• WHAT IS REQUIRED:
Return the data below exactly, stopping after the line with "Target: dark bob haircut".

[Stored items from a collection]
• • •
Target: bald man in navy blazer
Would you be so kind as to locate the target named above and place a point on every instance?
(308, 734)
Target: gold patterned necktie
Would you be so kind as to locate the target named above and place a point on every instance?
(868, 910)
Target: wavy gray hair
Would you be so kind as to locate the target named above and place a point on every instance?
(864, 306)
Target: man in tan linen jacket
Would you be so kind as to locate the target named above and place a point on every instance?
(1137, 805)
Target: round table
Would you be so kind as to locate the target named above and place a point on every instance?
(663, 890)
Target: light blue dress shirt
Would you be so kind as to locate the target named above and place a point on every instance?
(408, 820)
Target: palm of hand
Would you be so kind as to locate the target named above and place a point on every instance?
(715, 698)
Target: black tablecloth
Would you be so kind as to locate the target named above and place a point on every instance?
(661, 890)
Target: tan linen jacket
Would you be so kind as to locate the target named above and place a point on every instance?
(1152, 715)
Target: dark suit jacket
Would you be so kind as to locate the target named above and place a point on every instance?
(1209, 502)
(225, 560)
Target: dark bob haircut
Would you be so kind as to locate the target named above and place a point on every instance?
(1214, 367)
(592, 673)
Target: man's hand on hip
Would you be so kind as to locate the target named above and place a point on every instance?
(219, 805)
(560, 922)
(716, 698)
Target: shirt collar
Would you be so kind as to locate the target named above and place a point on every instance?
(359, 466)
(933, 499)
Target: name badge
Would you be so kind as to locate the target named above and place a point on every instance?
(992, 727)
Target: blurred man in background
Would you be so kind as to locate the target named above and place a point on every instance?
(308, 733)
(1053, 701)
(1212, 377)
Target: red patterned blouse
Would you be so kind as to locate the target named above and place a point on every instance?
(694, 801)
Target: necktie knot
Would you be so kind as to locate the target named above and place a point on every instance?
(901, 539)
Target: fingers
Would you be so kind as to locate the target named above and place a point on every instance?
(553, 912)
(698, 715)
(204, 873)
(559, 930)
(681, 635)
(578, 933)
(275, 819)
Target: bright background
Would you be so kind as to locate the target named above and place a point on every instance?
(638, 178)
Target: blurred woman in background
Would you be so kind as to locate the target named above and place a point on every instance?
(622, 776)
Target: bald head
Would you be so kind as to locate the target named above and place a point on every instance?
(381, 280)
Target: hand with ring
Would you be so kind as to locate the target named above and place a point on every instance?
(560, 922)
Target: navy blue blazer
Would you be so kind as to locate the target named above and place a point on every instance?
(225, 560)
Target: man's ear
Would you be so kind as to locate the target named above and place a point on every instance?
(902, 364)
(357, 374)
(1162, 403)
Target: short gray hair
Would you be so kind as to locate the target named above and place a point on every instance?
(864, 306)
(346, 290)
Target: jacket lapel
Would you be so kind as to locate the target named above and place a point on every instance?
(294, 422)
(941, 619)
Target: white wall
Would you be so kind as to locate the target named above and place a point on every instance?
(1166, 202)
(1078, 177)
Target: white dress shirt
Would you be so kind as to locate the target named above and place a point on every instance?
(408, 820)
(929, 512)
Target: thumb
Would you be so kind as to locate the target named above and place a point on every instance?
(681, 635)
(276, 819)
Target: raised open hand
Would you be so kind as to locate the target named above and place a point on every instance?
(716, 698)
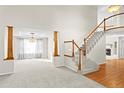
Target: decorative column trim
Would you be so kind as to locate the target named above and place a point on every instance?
(10, 44)
(56, 48)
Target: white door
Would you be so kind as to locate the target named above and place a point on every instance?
(121, 47)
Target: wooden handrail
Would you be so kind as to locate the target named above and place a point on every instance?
(114, 28)
(105, 29)
(67, 41)
(76, 45)
(90, 33)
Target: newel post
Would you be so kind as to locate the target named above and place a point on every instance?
(10, 44)
(104, 24)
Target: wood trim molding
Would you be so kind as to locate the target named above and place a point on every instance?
(56, 48)
(10, 44)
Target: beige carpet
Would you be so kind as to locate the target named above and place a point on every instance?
(40, 74)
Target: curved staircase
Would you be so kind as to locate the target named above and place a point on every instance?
(79, 58)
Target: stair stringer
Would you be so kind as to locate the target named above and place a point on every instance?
(91, 62)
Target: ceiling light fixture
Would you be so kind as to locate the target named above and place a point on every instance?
(113, 8)
(32, 38)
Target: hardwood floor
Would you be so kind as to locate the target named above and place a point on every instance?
(110, 75)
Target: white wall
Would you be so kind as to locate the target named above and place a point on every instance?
(73, 23)
(111, 40)
(97, 54)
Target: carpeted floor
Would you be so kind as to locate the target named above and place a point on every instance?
(40, 74)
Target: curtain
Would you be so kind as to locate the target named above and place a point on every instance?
(39, 48)
(30, 50)
(21, 48)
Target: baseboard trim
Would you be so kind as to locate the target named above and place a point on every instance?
(6, 73)
(70, 67)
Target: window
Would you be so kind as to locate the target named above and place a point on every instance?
(29, 47)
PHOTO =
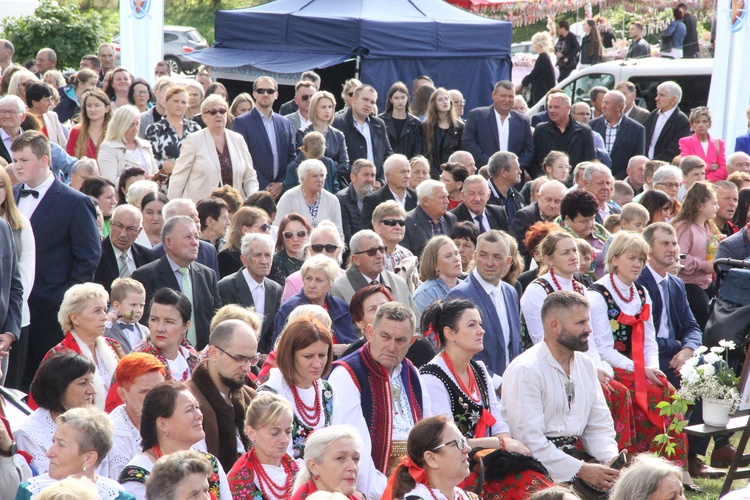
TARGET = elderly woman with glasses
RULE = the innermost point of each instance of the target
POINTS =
(214, 156)
(304, 353)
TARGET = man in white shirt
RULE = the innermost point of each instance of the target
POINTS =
(250, 286)
(552, 399)
(359, 380)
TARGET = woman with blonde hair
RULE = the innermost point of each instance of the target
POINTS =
(122, 148)
(542, 76)
(86, 137)
(442, 130)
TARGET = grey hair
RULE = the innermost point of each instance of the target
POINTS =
(127, 209)
(322, 263)
(426, 188)
(393, 161)
(317, 444)
(672, 89)
(308, 167)
(358, 238)
(95, 430)
(500, 162)
(172, 223)
(588, 174)
(85, 164)
(172, 208)
(641, 479)
(250, 238)
(666, 172)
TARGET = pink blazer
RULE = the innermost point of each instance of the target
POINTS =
(691, 145)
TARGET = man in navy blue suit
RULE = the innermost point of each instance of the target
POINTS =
(498, 128)
(269, 136)
(623, 136)
(497, 302)
(67, 247)
(677, 335)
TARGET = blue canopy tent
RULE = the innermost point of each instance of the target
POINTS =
(392, 40)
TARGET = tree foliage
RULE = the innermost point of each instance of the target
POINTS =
(71, 33)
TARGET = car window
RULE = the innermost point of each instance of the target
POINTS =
(578, 89)
(694, 89)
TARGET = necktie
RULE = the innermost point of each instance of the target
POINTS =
(478, 218)
(29, 192)
(187, 289)
(124, 268)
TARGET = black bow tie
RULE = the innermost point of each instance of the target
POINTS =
(27, 192)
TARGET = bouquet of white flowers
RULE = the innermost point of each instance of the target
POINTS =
(707, 375)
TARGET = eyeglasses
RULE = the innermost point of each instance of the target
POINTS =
(288, 235)
(329, 248)
(460, 443)
(393, 222)
(372, 252)
(128, 229)
(241, 359)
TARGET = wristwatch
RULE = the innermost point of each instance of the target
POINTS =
(11, 451)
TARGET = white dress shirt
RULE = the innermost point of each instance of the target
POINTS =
(535, 406)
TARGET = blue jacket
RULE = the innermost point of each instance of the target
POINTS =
(494, 347)
(338, 310)
(250, 125)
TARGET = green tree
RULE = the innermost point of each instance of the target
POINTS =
(69, 32)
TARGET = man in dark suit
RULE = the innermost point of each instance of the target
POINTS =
(67, 247)
(430, 218)
(667, 124)
(397, 178)
(475, 209)
(677, 333)
(497, 302)
(179, 271)
(498, 128)
(120, 254)
(352, 197)
(546, 208)
(357, 124)
(206, 251)
(269, 136)
(250, 286)
(623, 137)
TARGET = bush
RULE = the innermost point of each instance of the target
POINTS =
(69, 32)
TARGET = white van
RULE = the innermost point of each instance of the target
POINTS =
(692, 75)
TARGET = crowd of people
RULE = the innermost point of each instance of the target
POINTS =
(213, 298)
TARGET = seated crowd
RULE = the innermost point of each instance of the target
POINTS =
(216, 299)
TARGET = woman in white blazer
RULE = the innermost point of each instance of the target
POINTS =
(122, 148)
(212, 157)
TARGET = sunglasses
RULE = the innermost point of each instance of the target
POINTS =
(372, 252)
(393, 222)
(288, 235)
(329, 248)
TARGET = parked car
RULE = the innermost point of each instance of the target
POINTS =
(178, 42)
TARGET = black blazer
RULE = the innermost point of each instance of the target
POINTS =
(494, 214)
(356, 144)
(411, 141)
(206, 299)
(630, 141)
(372, 200)
(418, 229)
(668, 142)
(233, 289)
(108, 270)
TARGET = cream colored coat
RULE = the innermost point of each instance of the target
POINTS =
(114, 158)
(197, 171)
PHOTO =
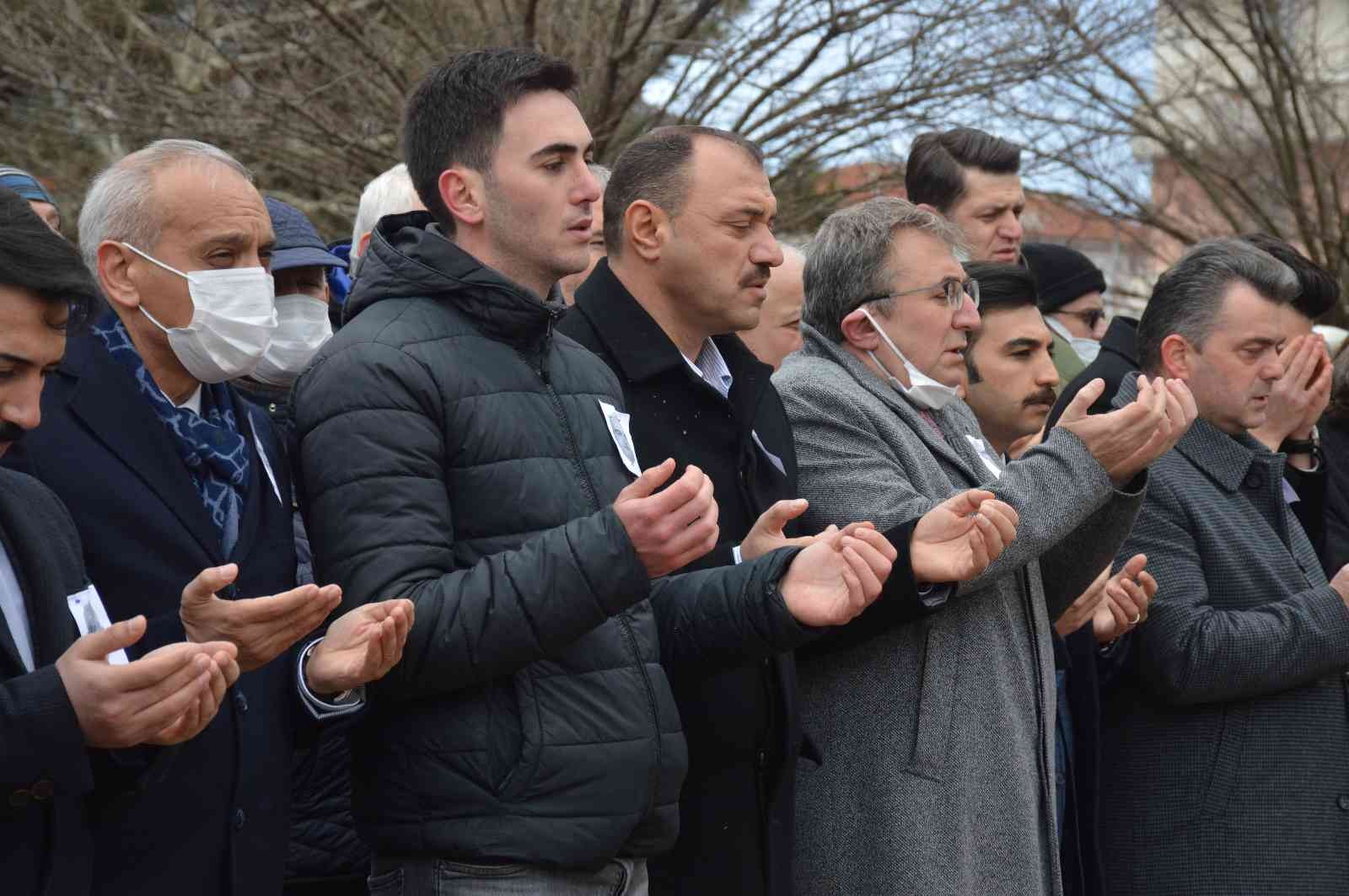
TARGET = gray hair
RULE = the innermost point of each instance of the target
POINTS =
(602, 174)
(849, 258)
(121, 200)
(1189, 296)
(390, 193)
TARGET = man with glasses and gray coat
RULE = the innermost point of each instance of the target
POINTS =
(937, 718)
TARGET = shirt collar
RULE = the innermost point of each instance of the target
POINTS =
(712, 368)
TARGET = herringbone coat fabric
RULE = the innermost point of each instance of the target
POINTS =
(938, 734)
(1227, 745)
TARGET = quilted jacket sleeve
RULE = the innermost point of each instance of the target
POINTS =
(728, 615)
(373, 458)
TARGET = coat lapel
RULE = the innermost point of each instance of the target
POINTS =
(110, 404)
(260, 485)
(937, 439)
(44, 591)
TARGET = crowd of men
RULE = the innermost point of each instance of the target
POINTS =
(566, 532)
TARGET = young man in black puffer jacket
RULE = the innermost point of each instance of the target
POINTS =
(458, 453)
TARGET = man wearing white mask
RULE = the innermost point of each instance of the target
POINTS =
(937, 721)
(168, 471)
(300, 262)
(1070, 296)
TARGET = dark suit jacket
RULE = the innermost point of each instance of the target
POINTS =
(1335, 446)
(742, 725)
(218, 821)
(1225, 741)
(45, 770)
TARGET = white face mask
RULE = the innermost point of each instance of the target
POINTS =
(303, 330)
(923, 390)
(1083, 348)
(234, 314)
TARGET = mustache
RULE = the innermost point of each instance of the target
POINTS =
(760, 278)
(1043, 397)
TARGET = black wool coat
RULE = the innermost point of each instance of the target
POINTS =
(215, 822)
(742, 723)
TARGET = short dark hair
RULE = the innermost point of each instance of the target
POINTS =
(1002, 287)
(455, 115)
(654, 168)
(1319, 290)
(935, 170)
(1189, 296)
(40, 262)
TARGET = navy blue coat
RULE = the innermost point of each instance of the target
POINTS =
(218, 821)
(45, 770)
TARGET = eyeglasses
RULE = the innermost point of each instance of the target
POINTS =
(1090, 318)
(954, 290)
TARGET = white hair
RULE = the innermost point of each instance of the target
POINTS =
(602, 174)
(121, 200)
(390, 193)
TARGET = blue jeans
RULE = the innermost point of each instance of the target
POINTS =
(420, 876)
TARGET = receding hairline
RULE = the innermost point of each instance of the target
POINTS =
(165, 212)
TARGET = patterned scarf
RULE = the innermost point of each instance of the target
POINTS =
(209, 444)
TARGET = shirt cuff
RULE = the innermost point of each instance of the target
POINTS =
(346, 705)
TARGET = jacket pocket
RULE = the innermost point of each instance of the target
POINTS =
(519, 716)
(1227, 760)
(937, 700)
• • •
• RESULT OF THE TASK:
Target: bald man in navy blazer
Would you be so kind as to locate the target named above and place a point on every instance?
(308, 734)
Target: gold patterned necktie
Would you be so kind as to locate the target named above and place a point on every instance?
(868, 910)
Target: wavy gray hair
Would you be so kind as to locate the target named above and place a point on every instance?
(864, 306)
Target: man in tan linen jacket
Would you be so kind as to locate the target named above and place a point on every instance?
(1137, 805)
Target: round table
Would you be so kind as to locate the target named above and place a point on every instance?
(663, 890)
Target: light blue dress shirt
Would you be so kind as to locate the target named above and place a point on every instance?
(408, 820)
Target: palm of hand
Would you be so kind as to locate the target named above and place a point on every instance?
(715, 698)
Target: black tablecloth
Would you be so kind as to locate the target named above and place a point on every instance?
(661, 890)
Target: tan linen jacket
Would you be so kind as to locate the target named above and place a point on every instance?
(1152, 715)
Target: dark suit jacket
Would you be so kind as to locate the target named above and place a point on every instance?
(1209, 502)
(225, 560)
Target: dark bob haircut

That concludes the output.